══ Material for this exercise

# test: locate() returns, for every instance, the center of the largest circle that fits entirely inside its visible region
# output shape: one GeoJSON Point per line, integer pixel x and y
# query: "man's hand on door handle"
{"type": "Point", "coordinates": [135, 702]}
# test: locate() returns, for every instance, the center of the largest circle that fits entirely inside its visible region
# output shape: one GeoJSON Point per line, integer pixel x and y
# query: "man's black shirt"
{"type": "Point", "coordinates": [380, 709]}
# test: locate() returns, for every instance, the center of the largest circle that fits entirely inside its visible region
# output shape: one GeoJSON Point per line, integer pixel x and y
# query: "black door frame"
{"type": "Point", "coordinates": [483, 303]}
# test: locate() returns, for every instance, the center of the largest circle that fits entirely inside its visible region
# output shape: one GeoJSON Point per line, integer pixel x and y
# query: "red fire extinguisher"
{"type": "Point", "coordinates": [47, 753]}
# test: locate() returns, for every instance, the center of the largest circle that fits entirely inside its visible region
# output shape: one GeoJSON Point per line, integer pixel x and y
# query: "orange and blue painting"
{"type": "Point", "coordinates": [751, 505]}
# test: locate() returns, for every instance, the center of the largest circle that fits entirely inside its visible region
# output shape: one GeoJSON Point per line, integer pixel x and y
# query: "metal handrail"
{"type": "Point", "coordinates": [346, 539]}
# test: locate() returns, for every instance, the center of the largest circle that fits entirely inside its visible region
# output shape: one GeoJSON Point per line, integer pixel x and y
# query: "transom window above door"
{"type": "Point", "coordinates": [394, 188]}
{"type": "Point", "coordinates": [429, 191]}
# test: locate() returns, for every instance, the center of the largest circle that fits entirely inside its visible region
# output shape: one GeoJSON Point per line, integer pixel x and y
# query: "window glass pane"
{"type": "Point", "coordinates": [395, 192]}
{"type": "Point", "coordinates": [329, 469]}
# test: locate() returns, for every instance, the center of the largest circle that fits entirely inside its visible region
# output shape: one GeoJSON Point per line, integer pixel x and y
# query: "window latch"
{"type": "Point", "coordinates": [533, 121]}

════

Exercise description:
Print the material above once more, exactly.

Output for this exercise:
# test: locate() returns, for every instance, the center of the largest circle that fits entirely inside its visible region
# output shape: one GeoJSON Point per line, integer pixel x and y
# query: "man's hand on door handle"
{"type": "Point", "coordinates": [135, 702]}
# test: locate() returns, for every instance, the center of the largest circle that fits entirely inside its visible region
# output shape: one GeoJSON Point per line, integer pixel x and y
# query: "man's black shirt"
{"type": "Point", "coordinates": [380, 709]}
# test: locate() returns, for every instance, the center of the largest circle that fits entirely inside its visible region
# output shape: one GeoJSON Point per line, integer pixel x and y
# query: "black door frame"
{"type": "Point", "coordinates": [483, 303]}
# test: locate() returns, for every instance, the center of the largest circle that fits entirely inside its visible region
# output shape: one GeoJSON Point per line, integer pixel x and y
# query: "red fire extinguisher"
{"type": "Point", "coordinates": [47, 753]}
# test: locate() returns, for every instance, the center of the largest circle that fits entirely inside its visible region
# output shape: one GeoJSON Point per line, integer pixel x and y
# query: "orange and blue painting"
{"type": "Point", "coordinates": [751, 505]}
# test: locate() returns, for every instance, the center of the largest circle that fits entirely inside its visible region
# output shape: one GeoJSON Point per line, integer pixel x and y
# query: "metal handrail"
{"type": "Point", "coordinates": [346, 539]}
# test: locate() returns, for every instance, the center of the largest circle that fits entirely inside its visible region
# output shape: one GeoJSON Point per line, integer pixel x and y
# query: "transom window above door"
{"type": "Point", "coordinates": [394, 188]}
{"type": "Point", "coordinates": [429, 191]}
# test: locate() returns, for every instance, the center of the largest circle that fits entirely inside its visible region
# output shape: one GeoJSON Point per line, integer pixel x and y
# query: "window glass pane"
{"type": "Point", "coordinates": [395, 192]}
{"type": "Point", "coordinates": [329, 469]}
# test: locate() returns, for every instance, the center of the largest circle that fits entirely inside its visible region
# output shape: one GeoJSON Point per line, integer pixel x and y
# query: "window latch"
{"type": "Point", "coordinates": [533, 121]}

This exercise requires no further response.